§ **TASK GOAL**: Update the part of the Rensselaer solar news item between "Newswise — Students" and "the host communities.", inclusive, by putting "E.S.W." wherever "ESW" appears, and write out the revised passage.

§ **PAGE TEXT**:
※ ※ ※
Newswise — Students at Rensselaer Polytechnic Institute are harnessing the strength of the sun to improve the situation of an impoverished Haitian school and jumpstart a new dairy industry in rural Peru.

As members of the campus group Engineers for a Sustainable World (ESW), the students are applying what they have learned in the classroom and laboratory to real-world problems with important repercussions for developing nations. ESW projects have a strong sustainability focus and are carefully designed to serve as platforms that encourage and enable long-term future growth for the host communities.

“What we learn in classes is great, but traveling to another country and applying what I’ve learned is an excellent challenge,” said Alex Worcester, a sophomore electrical engineering major. “I love being able to take the project from start to finish, from sitting around the table talking about it, to designing the system, going there and installing it, and seeing how it helps people. This is what reminds me why I want to be an engineer.”

Solar-Powered Laptops in Haiti

With fellow ESW members and Rensselaer classmates Andrew Chung, Casey McEvoy, Gloria Condon, and ESW faculty adviser Michael Jensen, Worcester visited Lascahobas, Haiti, in January. After about a year of planning, designing, building, and testing, the group installed 2.4 kilowatts of solar panels on the roof of a local school – enough to power 10 HP tablet laptop computers donated by Rensselaer, plus additional laptops the school and other nearby schools received from the One Laptop Per Child program.
※ ※ ※
§ **RECORDED INFORMATION**:
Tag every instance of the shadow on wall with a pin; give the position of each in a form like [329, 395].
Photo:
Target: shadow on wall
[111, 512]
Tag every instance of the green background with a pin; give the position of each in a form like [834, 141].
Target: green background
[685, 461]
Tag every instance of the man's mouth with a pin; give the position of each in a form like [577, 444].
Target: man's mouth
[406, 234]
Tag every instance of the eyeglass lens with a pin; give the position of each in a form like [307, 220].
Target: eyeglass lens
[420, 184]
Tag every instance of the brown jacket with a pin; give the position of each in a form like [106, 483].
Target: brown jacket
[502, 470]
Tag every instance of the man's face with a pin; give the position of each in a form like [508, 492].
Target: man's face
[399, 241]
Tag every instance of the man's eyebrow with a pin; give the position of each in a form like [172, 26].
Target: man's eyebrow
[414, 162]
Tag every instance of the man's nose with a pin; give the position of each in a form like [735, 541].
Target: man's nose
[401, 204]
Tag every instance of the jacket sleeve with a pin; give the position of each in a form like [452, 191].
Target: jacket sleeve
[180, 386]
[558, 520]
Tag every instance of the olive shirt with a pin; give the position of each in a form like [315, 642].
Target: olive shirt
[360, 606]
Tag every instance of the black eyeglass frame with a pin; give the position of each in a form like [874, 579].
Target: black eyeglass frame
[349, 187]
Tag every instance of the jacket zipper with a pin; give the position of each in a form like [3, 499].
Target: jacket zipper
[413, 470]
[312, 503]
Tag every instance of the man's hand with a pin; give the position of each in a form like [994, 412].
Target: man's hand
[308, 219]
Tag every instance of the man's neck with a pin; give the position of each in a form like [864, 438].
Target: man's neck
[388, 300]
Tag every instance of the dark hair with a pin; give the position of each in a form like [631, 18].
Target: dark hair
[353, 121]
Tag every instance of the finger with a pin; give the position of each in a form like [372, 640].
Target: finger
※ ※ ※
§ **WRITTEN SOLUTION**:
Newswise — Students at Rensselaer Polytechnic Institute are harnessing the strength of the sun to improve the situation of an impoverished Haitian school and jumpstart a new dairy industry in rural Peru.

As members of the campus group Engineers for a Sustainable World (E.S.W.), the students are applying what they have learned in the classroom and laboratory to real-world problems with important repercussions for developing nations. E.S.W. projects have a strong sustainability focus and are carefully designed to serve as platforms that encourage and enable long-term future growth for the host communities.